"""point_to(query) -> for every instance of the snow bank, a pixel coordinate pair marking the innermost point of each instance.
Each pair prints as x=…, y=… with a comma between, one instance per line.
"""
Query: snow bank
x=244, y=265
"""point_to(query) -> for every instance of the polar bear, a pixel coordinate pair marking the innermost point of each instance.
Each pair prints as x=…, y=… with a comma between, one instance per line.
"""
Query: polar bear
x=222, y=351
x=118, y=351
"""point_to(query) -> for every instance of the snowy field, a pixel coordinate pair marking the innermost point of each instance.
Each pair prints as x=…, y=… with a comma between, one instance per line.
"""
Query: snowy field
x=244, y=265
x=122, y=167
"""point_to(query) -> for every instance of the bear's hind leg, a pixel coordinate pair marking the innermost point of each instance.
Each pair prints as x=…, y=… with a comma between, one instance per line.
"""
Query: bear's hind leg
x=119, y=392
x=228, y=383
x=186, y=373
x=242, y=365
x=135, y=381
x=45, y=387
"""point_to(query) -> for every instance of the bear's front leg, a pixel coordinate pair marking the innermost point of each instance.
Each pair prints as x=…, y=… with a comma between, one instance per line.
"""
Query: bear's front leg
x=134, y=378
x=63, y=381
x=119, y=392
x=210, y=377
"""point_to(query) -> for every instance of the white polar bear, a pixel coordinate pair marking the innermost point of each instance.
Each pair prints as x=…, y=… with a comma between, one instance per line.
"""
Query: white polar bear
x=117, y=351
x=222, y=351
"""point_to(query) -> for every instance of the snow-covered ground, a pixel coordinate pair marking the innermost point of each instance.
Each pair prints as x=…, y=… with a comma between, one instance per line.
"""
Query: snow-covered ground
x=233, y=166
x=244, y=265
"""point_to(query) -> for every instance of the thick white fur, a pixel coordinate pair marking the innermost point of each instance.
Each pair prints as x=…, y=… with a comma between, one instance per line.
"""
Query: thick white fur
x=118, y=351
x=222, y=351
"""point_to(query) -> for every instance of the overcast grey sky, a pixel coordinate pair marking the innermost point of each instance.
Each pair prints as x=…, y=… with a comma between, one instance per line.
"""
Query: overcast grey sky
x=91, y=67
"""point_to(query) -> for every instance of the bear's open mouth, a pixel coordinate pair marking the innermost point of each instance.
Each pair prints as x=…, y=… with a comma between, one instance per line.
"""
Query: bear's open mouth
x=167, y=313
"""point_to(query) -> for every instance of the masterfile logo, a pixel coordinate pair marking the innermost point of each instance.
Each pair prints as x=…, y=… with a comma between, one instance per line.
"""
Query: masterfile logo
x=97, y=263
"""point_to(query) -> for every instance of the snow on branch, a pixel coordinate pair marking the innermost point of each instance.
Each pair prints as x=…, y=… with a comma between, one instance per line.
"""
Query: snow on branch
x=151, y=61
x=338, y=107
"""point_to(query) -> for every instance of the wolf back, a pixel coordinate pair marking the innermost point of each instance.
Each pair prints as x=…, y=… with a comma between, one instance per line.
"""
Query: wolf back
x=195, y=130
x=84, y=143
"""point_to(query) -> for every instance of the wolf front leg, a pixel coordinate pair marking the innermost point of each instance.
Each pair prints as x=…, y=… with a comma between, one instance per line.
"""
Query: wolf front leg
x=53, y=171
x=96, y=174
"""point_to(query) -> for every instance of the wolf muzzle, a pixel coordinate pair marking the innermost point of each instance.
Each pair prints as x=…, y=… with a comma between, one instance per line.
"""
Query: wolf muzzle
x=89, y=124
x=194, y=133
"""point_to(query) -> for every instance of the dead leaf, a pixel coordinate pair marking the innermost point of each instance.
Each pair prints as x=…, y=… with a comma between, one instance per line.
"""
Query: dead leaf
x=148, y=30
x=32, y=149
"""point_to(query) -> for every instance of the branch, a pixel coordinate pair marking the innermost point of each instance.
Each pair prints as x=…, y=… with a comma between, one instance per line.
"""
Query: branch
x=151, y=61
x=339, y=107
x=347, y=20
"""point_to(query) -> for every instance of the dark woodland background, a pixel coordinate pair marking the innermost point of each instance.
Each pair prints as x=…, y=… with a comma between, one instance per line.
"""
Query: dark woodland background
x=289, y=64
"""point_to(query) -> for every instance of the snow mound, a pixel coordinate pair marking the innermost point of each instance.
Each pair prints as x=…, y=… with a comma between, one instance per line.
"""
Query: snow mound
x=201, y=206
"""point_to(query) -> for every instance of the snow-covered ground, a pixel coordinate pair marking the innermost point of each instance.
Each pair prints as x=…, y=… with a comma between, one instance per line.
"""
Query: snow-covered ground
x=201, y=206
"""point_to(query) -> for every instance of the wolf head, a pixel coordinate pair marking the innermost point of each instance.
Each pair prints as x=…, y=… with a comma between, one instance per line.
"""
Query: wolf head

▸ **Your goal**
Copy each of the records above verbatim, with nothing changed.

▸ **Response**
"""point_to(query) -> for every instance of the snow bank, a pixel coordinate pair marking the innermost point of each instance.
Each pair prints as x=…, y=… with a comma between, one instance per line.
"""
Query: snow bank
x=244, y=265
"""point_to(query) -> for every instance of the polar bear, a pixel coordinate pair marking the innermost point of each instance.
Each pair prints as x=…, y=… with a comma between, one instance per line.
"""
Query: polar bear
x=222, y=351
x=118, y=351
"""point_to(query) -> for every instance of the snowy field, a pixel coordinate pair marking the innermost point of each instance.
Each pair prints as x=…, y=… with a comma between, one instance per line.
"""
Query: snowy field
x=244, y=265
x=122, y=167
"""point_to(query) -> for every instance of the bear's hind leg, a pixel coordinate pair marking the innermost point of each instance.
Each pair prints as x=…, y=… with a comma between, one instance per line.
"""
Query: bear's hind leg
x=119, y=392
x=228, y=383
x=186, y=373
x=242, y=365
x=135, y=381
x=45, y=387
"""point_to(query) -> for every instance of the bear's front leg, a pixel coordinate pair marking the innermost point of each instance.
Each pair prints as x=…, y=… with a comma between, one instance per line.
"""
Query: bear's front leg
x=134, y=378
x=63, y=381
x=119, y=392
x=210, y=377
"""point_to(query) -> for every instance of the white polar bear, a pixel coordinate pair marking the innermost point of each instance.
Each pair prints as x=…, y=… with a comma between, one instance per line.
"""
Query: white polar bear
x=117, y=351
x=222, y=351
"""point_to(query) -> for every instance of the snow-covered ground, a pixel coordinate pair marking the innermost point of each instance.
Each pair prints as x=…, y=… with a comma between, one instance per line.
"""
Query: snow-covered ground
x=233, y=166
x=244, y=265
"""point_to(query) -> for every instance of the thick white fur, a pixel coordinate pair marking the innermost point of each instance.
Each pair prints as x=…, y=… with a comma between, one instance per line.
"""
Query: thick white fur
x=118, y=351
x=222, y=351
"""point_to(query) -> for every instance of the overcast grey sky, a pixel coordinate pair marking the innermost point of each instance.
Each pair prints as x=…, y=… with a comma between, one instance per line.
"""
Query: overcast grey sky
x=91, y=67
"""point_to(query) -> for every instance of the bear's open mouth, a pixel coordinate pair marking the innermost point of each instance.
Each pair prints as x=…, y=… with a comma between, one instance per line.
"""
Query: bear's open mouth
x=167, y=313
"""point_to(query) -> for every instance of the masterfile logo, a pixel coordinate pair marking the innermost point of each instance.
Each pair prints as x=…, y=… with a comma between, one instance per line.
"""
Query: masterfile logo
x=97, y=263
"""point_to(query) -> for every instance of the snow on branch, a pixel coordinate pair marking the innermost point of each instance.
Each pair prints as x=…, y=… with a comma between, one instance per line.
"""
Query: snow on branch
x=151, y=61
x=338, y=107
"""point_to(query) -> for every instance of the wolf back, a pixel coordinate pair marking the innermost point of each instance.
Each pair prints as x=…, y=… with a comma between, one instance per line.
"""
Query: wolf back
x=195, y=130
x=84, y=143
"""point_to(query) -> for every instance of the wolf front leg, a pixel coordinate pair marking the innermost point of each instance.
Each pair prints as x=…, y=… with a comma between, one instance per line.
"""
Query: wolf front leg
x=53, y=171
x=96, y=174
"""point_to(query) -> for every instance of the wolf muzzle, a pixel coordinate pair marking the innermost point of each instance.
Each pair prints as x=…, y=… with a comma between, one instance per line.
"""
Query: wolf muzzle
x=89, y=124
x=194, y=133
"""point_to(query) -> for every instance of the dead leaf, a pixel coordinate pair marking the innermost point of each instance.
Each pair prints as x=…, y=… with a comma between, one instance per line.
"""
Query: dead leaf
x=148, y=30
x=32, y=149
"""point_to(query) -> for every instance of the branch, a pixel coordinate pair marking the innermost point of each instance.
Each pair prints as x=…, y=… with a comma between, one instance per line.
"""
Query: branch
x=151, y=61
x=339, y=107
x=347, y=20
"""point_to(query) -> for every instance of the dark woodland background, a pixel coordinate pair marking the innermost point of each instance.
Each pair prints as x=…, y=… with a comma between, one instance per line.
"""
Query: dark woodland background
x=289, y=64
"""point_to(query) -> for every instance of the snow mound, a pixel coordinate pair marking the innermost point of each instance.
Each pair prints as x=…, y=… with a comma between, one instance per line.
"""
Query: snow mound
x=201, y=206
"""point_to(query) -> for every instance of the snow-covered ground, a pixel coordinate pair marking the innermost point of each instance.
Each pair prints as x=…, y=… with a comma between, one instance per line.
"""
Query: snow-covered ground
x=201, y=206
"""point_to(query) -> for every instance of the wolf head, a pixel coordinate pair marking the innermost point of each instance.
Each pair prints as x=…, y=… with a comma between, one instance per line.
"""
Query: wolf head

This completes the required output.